BEGIN Data records
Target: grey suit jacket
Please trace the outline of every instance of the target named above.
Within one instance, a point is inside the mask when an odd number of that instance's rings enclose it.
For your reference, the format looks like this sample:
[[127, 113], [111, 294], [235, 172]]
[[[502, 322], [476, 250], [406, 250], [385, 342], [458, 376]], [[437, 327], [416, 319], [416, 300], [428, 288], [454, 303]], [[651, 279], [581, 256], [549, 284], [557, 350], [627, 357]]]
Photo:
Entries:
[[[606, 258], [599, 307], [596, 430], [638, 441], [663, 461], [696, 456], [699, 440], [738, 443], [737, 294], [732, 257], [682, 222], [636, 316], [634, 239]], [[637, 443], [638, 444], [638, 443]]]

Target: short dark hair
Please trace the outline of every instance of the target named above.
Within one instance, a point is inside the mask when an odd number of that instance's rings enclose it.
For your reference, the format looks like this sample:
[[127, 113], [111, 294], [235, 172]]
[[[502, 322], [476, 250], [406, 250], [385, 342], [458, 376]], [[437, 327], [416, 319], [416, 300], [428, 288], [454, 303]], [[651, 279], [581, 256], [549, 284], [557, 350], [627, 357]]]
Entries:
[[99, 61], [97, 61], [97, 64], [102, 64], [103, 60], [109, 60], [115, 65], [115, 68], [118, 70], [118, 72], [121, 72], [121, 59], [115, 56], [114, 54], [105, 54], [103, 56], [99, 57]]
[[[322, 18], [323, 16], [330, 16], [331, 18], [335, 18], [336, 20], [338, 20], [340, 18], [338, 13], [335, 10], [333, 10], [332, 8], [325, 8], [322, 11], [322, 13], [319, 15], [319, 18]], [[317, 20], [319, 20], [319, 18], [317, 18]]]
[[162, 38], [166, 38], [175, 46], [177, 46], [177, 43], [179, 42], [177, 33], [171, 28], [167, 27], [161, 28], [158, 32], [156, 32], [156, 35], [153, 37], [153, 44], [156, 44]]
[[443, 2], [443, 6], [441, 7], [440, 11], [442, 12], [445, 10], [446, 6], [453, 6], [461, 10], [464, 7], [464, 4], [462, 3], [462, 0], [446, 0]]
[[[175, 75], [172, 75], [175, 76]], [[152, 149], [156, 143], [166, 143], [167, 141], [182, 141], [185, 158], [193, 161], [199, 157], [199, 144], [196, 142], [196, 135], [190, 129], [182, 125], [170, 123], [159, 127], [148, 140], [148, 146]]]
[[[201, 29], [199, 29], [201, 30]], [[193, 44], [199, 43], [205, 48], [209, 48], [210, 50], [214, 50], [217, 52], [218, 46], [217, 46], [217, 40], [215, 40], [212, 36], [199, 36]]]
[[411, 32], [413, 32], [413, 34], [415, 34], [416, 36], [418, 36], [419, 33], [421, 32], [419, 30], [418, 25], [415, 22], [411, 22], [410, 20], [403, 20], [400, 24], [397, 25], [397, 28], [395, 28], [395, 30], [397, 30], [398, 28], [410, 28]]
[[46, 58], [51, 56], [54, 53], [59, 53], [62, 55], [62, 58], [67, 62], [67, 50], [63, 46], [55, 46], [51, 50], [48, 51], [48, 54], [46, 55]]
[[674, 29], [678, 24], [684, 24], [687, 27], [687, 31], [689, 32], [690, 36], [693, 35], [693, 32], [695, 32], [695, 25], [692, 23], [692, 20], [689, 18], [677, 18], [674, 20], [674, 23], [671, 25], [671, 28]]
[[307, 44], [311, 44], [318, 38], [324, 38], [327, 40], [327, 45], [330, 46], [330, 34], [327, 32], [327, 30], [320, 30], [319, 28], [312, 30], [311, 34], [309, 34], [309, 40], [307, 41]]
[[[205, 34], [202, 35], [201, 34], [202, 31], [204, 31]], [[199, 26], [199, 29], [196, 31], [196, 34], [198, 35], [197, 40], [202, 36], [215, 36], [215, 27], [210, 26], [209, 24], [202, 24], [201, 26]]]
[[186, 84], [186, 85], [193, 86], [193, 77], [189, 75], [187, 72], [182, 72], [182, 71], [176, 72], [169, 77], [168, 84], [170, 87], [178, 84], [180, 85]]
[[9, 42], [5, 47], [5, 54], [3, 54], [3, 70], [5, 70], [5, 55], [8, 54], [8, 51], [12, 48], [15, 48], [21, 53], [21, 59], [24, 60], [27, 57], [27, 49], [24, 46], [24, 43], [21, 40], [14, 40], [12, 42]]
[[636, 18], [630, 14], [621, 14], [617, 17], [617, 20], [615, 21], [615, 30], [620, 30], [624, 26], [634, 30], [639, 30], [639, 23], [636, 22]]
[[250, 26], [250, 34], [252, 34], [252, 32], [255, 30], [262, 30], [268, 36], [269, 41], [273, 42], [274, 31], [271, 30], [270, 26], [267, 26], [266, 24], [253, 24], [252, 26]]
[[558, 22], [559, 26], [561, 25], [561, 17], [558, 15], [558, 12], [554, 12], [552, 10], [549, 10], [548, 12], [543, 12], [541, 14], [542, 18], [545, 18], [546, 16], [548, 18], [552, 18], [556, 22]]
END Data records
* _Work item_
From the data above, copy each line exactly.

* _Task result_
Target: grey suit jacket
Please trace the outline of every instance of the target named above.
Within one instance, a point is inside the mask when an odd number of that instance's rings enclose it.
For your reference, the format looks like this sample:
[[127, 113], [111, 294], [235, 172]]
[[[502, 322], [476, 250], [406, 250], [385, 342], [458, 376]], [[437, 327], [416, 319], [416, 300], [428, 288], [454, 303]], [[651, 279], [581, 256], [549, 284], [557, 350], [627, 357]]]
Photo:
Entries:
[[[606, 258], [599, 307], [596, 430], [638, 441], [663, 461], [696, 456], [699, 440], [738, 443], [737, 294], [732, 257], [682, 222], [636, 316], [634, 239]], [[637, 443], [638, 444], [638, 443]]]

Target: short dark hair
Please trace the outline of every instance of the target named above.
Within one instance, a point is inside the mask when an odd number of that instance's rings enclose it.
For your reference, the format looks like this sample:
[[127, 113], [111, 294], [235, 172]]
[[[502, 322], [476, 250], [406, 250], [385, 342], [458, 376]], [[437, 327], [416, 319], [416, 300], [428, 288], [454, 303]], [[651, 279], [581, 256], [549, 284], [557, 350], [627, 357]]]
Entries:
[[99, 61], [97, 61], [97, 64], [102, 64], [103, 60], [109, 60], [115, 65], [115, 68], [118, 70], [118, 72], [121, 72], [121, 59], [115, 56], [114, 54], [105, 54], [103, 56], [99, 57]]
[[[322, 18], [323, 16], [330, 16], [331, 18], [335, 18], [336, 20], [338, 20], [340, 18], [338, 13], [335, 10], [333, 10], [332, 8], [325, 8], [322, 11], [322, 13], [319, 15], [319, 18]], [[317, 20], [319, 20], [319, 18], [317, 18]]]
[[162, 38], [166, 38], [175, 46], [177, 46], [177, 43], [179, 42], [177, 33], [171, 28], [167, 27], [161, 28], [158, 32], [156, 32], [156, 35], [153, 37], [153, 44], [156, 44]]
[[443, 2], [443, 6], [441, 7], [440, 11], [442, 12], [445, 10], [446, 6], [453, 6], [461, 10], [464, 7], [464, 4], [462, 3], [462, 0], [446, 0]]
[[[175, 75], [172, 75], [175, 76]], [[152, 149], [156, 143], [166, 143], [167, 141], [182, 141], [185, 158], [193, 161], [199, 157], [199, 144], [196, 142], [196, 135], [190, 129], [182, 125], [170, 123], [159, 127], [148, 140], [148, 146]]]
[[[201, 29], [199, 29], [201, 30]], [[193, 44], [199, 43], [205, 48], [209, 48], [210, 50], [214, 50], [217, 52], [218, 46], [217, 46], [217, 40], [215, 40], [212, 36], [199, 36]]]
[[411, 32], [413, 32], [413, 34], [415, 34], [416, 36], [418, 36], [419, 33], [421, 32], [419, 30], [418, 25], [415, 22], [411, 22], [410, 20], [403, 20], [400, 24], [397, 25], [397, 28], [395, 28], [395, 30], [397, 30], [398, 28], [410, 28]]
[[46, 58], [51, 56], [54, 53], [59, 53], [62, 55], [62, 58], [67, 62], [67, 50], [63, 46], [55, 46], [51, 50], [48, 51], [48, 54], [46, 55]]
[[674, 29], [678, 24], [684, 24], [687, 27], [687, 31], [689, 32], [690, 36], [693, 35], [693, 32], [695, 32], [695, 25], [692, 23], [692, 20], [689, 18], [677, 18], [674, 20], [674, 23], [671, 25], [671, 28]]
[[307, 44], [311, 44], [318, 38], [324, 38], [327, 40], [327, 45], [330, 46], [330, 34], [327, 32], [327, 30], [320, 30], [319, 28], [312, 30], [311, 34], [309, 34], [309, 40], [307, 41]]
[[[205, 34], [202, 35], [201, 34], [202, 31], [204, 31]], [[199, 26], [199, 29], [196, 31], [196, 34], [198, 35], [197, 40], [202, 36], [215, 36], [215, 27], [210, 26], [209, 24], [202, 24], [201, 26]]]
[[186, 84], [186, 85], [193, 86], [193, 77], [189, 75], [187, 72], [182, 72], [182, 71], [176, 72], [169, 77], [168, 84], [170, 87], [178, 84], [180, 85]]
[[9, 42], [5, 47], [5, 54], [3, 54], [3, 70], [5, 70], [5, 55], [8, 54], [8, 51], [12, 48], [15, 48], [21, 53], [21, 59], [24, 60], [27, 57], [27, 49], [24, 46], [24, 43], [21, 40], [14, 40], [12, 42]]
[[636, 18], [630, 14], [621, 14], [617, 17], [617, 20], [615, 21], [615, 30], [620, 30], [624, 26], [634, 30], [639, 30], [639, 23], [636, 22]]
[[250, 26], [250, 34], [252, 34], [252, 32], [255, 30], [262, 30], [268, 36], [269, 41], [273, 42], [274, 31], [271, 30], [270, 26], [267, 26], [266, 24], [253, 24], [252, 26]]
[[558, 22], [559, 26], [561, 25], [561, 17], [558, 15], [558, 12], [554, 12], [552, 10], [549, 10], [548, 12], [543, 12], [541, 14], [542, 18], [545, 18], [546, 16], [548, 18], [552, 18], [556, 22]]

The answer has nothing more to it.